Image location labeling entries:
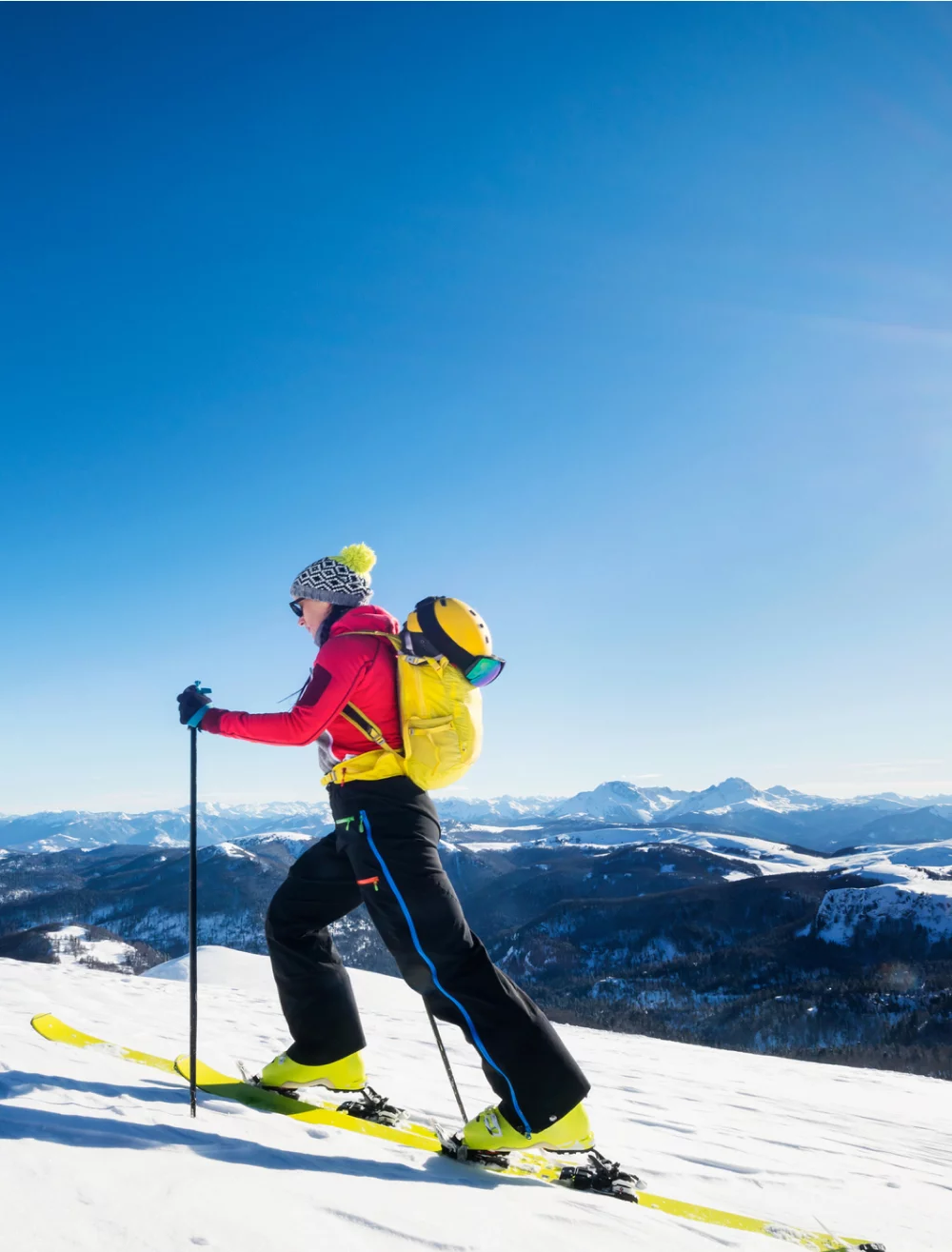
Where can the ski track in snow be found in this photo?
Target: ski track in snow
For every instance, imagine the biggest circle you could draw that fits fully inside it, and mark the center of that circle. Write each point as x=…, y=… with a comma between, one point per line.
x=106, y=1157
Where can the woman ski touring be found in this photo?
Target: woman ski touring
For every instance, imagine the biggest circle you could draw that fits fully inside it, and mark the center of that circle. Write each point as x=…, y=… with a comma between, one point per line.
x=384, y=853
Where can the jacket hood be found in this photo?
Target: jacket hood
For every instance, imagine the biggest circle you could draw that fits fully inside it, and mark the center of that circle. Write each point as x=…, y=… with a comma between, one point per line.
x=366, y=617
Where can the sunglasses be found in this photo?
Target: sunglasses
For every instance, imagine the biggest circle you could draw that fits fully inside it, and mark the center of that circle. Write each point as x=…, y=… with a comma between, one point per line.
x=484, y=670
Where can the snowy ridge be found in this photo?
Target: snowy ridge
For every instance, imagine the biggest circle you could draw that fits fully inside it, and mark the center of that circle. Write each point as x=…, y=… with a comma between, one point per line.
x=786, y=1140
x=734, y=805
x=928, y=908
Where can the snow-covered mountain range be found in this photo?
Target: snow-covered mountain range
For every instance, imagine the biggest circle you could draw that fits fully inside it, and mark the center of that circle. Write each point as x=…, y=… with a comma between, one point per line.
x=780, y=814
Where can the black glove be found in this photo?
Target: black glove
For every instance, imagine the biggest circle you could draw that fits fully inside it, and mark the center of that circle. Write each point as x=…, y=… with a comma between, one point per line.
x=190, y=700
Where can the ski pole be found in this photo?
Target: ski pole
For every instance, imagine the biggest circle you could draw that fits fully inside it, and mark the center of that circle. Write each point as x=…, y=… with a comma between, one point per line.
x=193, y=911
x=446, y=1062
x=193, y=924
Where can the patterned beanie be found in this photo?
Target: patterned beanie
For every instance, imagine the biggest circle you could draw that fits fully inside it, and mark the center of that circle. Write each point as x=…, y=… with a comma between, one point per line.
x=338, y=580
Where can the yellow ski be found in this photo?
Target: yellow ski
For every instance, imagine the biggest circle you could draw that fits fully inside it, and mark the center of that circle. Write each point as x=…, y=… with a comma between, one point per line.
x=535, y=1164
x=213, y=1083
x=51, y=1028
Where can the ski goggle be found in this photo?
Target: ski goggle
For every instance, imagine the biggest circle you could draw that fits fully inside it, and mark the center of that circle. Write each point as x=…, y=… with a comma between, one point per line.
x=484, y=670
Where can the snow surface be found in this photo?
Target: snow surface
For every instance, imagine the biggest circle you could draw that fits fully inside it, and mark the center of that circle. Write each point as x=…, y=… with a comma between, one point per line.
x=104, y=1153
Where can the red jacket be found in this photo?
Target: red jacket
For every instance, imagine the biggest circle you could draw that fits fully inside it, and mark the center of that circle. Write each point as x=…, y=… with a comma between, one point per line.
x=348, y=667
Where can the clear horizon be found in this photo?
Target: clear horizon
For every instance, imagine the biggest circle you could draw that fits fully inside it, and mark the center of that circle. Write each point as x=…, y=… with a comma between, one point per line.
x=629, y=325
x=455, y=793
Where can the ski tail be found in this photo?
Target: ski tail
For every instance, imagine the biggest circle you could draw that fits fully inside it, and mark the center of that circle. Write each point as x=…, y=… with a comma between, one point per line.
x=58, y=1032
x=213, y=1083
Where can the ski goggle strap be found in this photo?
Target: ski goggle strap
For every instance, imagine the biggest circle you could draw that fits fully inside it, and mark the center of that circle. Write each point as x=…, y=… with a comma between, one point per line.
x=479, y=670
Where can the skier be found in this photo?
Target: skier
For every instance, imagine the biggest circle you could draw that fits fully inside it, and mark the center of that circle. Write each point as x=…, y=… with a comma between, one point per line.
x=384, y=854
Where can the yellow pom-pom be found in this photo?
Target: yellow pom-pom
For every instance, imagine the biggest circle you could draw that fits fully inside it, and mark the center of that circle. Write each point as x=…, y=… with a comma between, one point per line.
x=358, y=557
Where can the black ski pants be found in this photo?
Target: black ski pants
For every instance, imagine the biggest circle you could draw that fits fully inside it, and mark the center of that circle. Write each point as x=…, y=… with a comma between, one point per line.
x=384, y=853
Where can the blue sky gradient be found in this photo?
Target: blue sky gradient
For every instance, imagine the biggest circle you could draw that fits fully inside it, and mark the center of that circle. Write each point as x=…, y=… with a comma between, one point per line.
x=631, y=325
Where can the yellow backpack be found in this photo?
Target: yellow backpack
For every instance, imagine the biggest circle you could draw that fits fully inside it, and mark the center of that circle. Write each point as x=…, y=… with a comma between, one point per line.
x=441, y=724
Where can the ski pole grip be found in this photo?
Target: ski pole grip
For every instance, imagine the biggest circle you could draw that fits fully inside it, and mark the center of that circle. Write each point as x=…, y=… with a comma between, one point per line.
x=193, y=722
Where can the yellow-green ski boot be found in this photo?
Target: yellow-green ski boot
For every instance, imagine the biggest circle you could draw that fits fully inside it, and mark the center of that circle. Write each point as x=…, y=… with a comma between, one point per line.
x=346, y=1074
x=491, y=1132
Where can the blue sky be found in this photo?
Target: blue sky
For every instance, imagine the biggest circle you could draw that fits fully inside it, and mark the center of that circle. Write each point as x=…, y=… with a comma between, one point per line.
x=631, y=325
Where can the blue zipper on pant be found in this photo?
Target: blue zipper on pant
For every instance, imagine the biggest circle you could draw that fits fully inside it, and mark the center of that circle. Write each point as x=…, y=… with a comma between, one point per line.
x=401, y=902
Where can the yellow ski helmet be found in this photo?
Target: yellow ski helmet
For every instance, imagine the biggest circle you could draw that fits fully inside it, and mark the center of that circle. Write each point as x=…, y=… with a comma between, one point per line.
x=445, y=626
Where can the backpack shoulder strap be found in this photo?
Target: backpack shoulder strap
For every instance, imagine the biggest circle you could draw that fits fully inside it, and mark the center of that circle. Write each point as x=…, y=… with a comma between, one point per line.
x=352, y=714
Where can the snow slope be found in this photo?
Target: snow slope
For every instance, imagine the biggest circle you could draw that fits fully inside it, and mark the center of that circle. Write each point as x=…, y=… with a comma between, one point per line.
x=103, y=1155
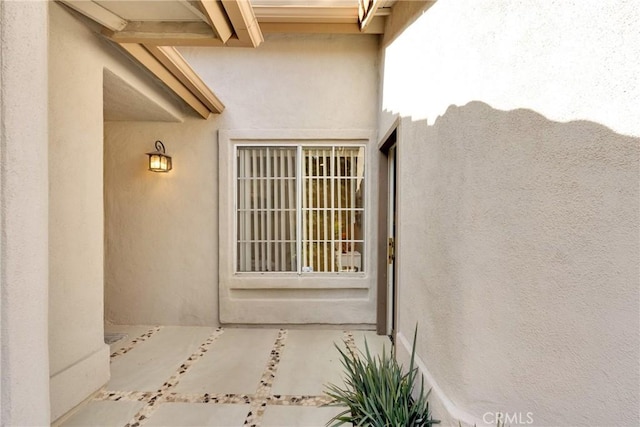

| THE TASK |
Echo every one of the items above line for line, leaving the pictures out.

| ANSWER FOR THIS EXERCISE |
Where can the ski track in snow be found in this photo?
Target: ski track in snow
For every instance, imagine the biggest circle you could draw that fits fully inside it, and mark the center of that circle. Write each point as x=…, y=… with a comma between, one point per line.
x=106, y=1157
Where can the woman ski touring be found in this photo?
Target: woman ski touring
For every instance, imagine the biggest circle you could draw that fits fully inside it, and mark the center of that circle. Write each point as x=…, y=… with a comma between, one point per line.
x=384, y=853
Where can the jacket hood be found in this photo?
Target: jacket hood
For every instance, imagine the biggest circle you could draw that fits fully inside it, and mark the center of that circle. Write each point as x=…, y=… with a comma between, one point per line.
x=366, y=617
Where can the sunglasses be found in this photo?
Target: sunglasses
For every instance, imagine the biggest circle you could draw that fits fully inside it, and mark the center of that circle. Write each point as x=…, y=… with a comma between, one point per line.
x=484, y=670
Where can the snowy ridge be found in this photo?
Target: snowy ridge
For every instance, imagine the biggest circle you could draw that fits fully inside it, and mark the center of that circle. Write each point as x=…, y=… with a comma between, one point per line.
x=786, y=1140
x=734, y=805
x=928, y=908
Where can the snow-covered mountain range be found in this photo?
Target: snow-covered mountain range
For every instance, imagine the biggest circle you could draw that fits fully inside it, and mark the center of that circle. Write each point as x=…, y=… with a comma between, one point per line.
x=780, y=814
Where can the black glove be found in this photo?
Target: black glove
For every instance, imagine the biggest circle you could draw that fits fully inside it, and mark the center of that circle. Write each point as x=…, y=… with a comma between, one point per line.
x=190, y=700
Where can the ski pole be found in this photo?
Target: ski pole
For every instance, imagine the biggest circle you could draw that fits fully inside it, and mark the center of that circle. Write each point as x=…, y=… with a comma between, one point per line.
x=193, y=911
x=446, y=1062
x=193, y=924
Where can the patterned beanie be found in this photo?
Target: patterned beanie
For every instance, imagine the biggest circle you could draw that fits fully inside it, and mark the center of that circle. Write each point as x=…, y=… with a comma between, one point per line.
x=338, y=580
Where can the yellow ski be found in this photo?
Target: yellow ski
For every instance, imagine the biggest circle you could draw that fits fully inside it, and mark the center of that circle. Write each point as x=…, y=… with a comma between, one point per line.
x=535, y=1164
x=213, y=1083
x=51, y=1028
Where can the ski goggle be found in this photo?
Target: ski goggle
For every instance, imagine the biggest circle you could draw that fits fully inside it, and mark the center of that circle. Write each point as x=…, y=… with a comma between, one point per line.
x=484, y=670
Where can the snow surface be found in this photo?
Target: snow surface
For every instance, imagine the biggest circle you could draw that fits fully inside it, and mark the center of that circle. Write each point as x=…, y=… with a comma between, one point per line.
x=104, y=1153
Where can the red jacket be found in this photo?
Target: red jacket
For every instance, imagine the biggest circle you could draw that fits fully inside it, and mark the center of that circle. Write each point as x=…, y=… with a comma between, one point per line.
x=348, y=667
Where can the clear horizon be found in this photo?
Target: clear horizon
For every instance, imagine the biggest circle you could draw that fits fully inside it, and mark the center of that circle. Write each point as x=…, y=… with a comma between, one point per line.
x=629, y=325
x=455, y=793
Where can the ski tail be found in this photo?
Target: ski tail
For every instance, imagine the biggest circle you could draw that fits fully inside it, and mark the center of that circle. Write each point as x=…, y=… with a comma between, one point per line.
x=58, y=1032
x=213, y=1083
Where can the ski goggle strap be found in this photo?
Target: ski goggle strap
For every instance, imagine the biggest circle you could draw that fits fully inside it, and mark the center of that circle. Write each point as x=…, y=… with a comma between, one point per line.
x=479, y=670
Where can the skier be found in this photo?
Target: skier
For every instance, imagine the biggest circle you could draw that fits fully inside it, and mark the center of that circle. Write each point as x=…, y=… with a comma between, one point per line.
x=384, y=854
Where can the yellow pom-pom be found in this photo?
Target: yellow pom-pom
For every instance, imagine the biggest circle you could draw that fits fully inside it, and mark the center of that circle. Write each point as x=…, y=… with a comma between, one point per line.
x=358, y=557
Where can the black ski pants be found in this photo?
Target: black ski pants
For every instance, imagine the biggest circle you could draw that fits fully inside it, and mark the center of that circle. Write each point as x=…, y=… with a comma between, one point per line.
x=384, y=853
Where can the blue sky gradient be found in this photo?
Target: blue sky gradient
For every instance, imagine the biggest circle you could draw that fits fully inside it, and mark the center of that circle. Write each point as x=…, y=… with a comma between, one point per line.
x=631, y=325
Where can the yellow backpack be found in this photo?
Target: yellow backpack
For every instance, imagine the biggest circle you could draw that fits fully inside it, and mark the center of that circle. Write each point as x=…, y=… with a comma between, one point per line.
x=441, y=724
Where can the ski pole grip be found in this photo?
Target: ski pole grip
For every instance, imagine the biggest circle you could draw that fits fully inside it, and mark the center of that circle. Write each point as x=…, y=… with a comma between, one point per line.
x=193, y=722
Where can the yellow-green ski boot be found in this photo?
Target: yellow-green ski boot
For every instance, imagine the biggest circle you could draw that fits fully inside it, and mark the center of that circle. Write each point as x=…, y=… with a comma between, one point per line.
x=346, y=1074
x=491, y=1132
Where can the blue sky be found in this photo?
Target: blue sky
For every instance, imagine the biggest circle you could draw that fits fully inside it, and mark the center of that circle. Write each point as x=…, y=… with a comma between, one point per line.
x=631, y=325
Where can the blue zipper on pant be found in this photo?
Target: blue zipper on pant
For every instance, imagine the biggest circle you could draw that fits fully inside it, and mark the center of that circle. Write each point as x=…, y=… with a comma between, one point per line.
x=401, y=902
Where can the yellow ski helmet be found in this photo?
Target: yellow ski helmet
For every instance, imagine the biggest circle you could draw that fits fully inside it, and mark the center of that circle. Write each point as x=…, y=… with a comma between, one point per line.
x=445, y=626
Where can the backpack shoulder strap be found in this photo?
Target: backpack shoulder strap
For every instance, imagine the biggest circle you could draw that fits fully inside it, and mark the center of that circle. Write each point as x=…, y=… with a comma between, one point per line.
x=352, y=714
Where can the snow slope be found in this photo?
Target: snow slope
For every instance, imagine the biggest circle you could draw that fits fully inside it, and mark the center of that circle. Write each point as x=…, y=… with a comma between, one point per line.
x=103, y=1155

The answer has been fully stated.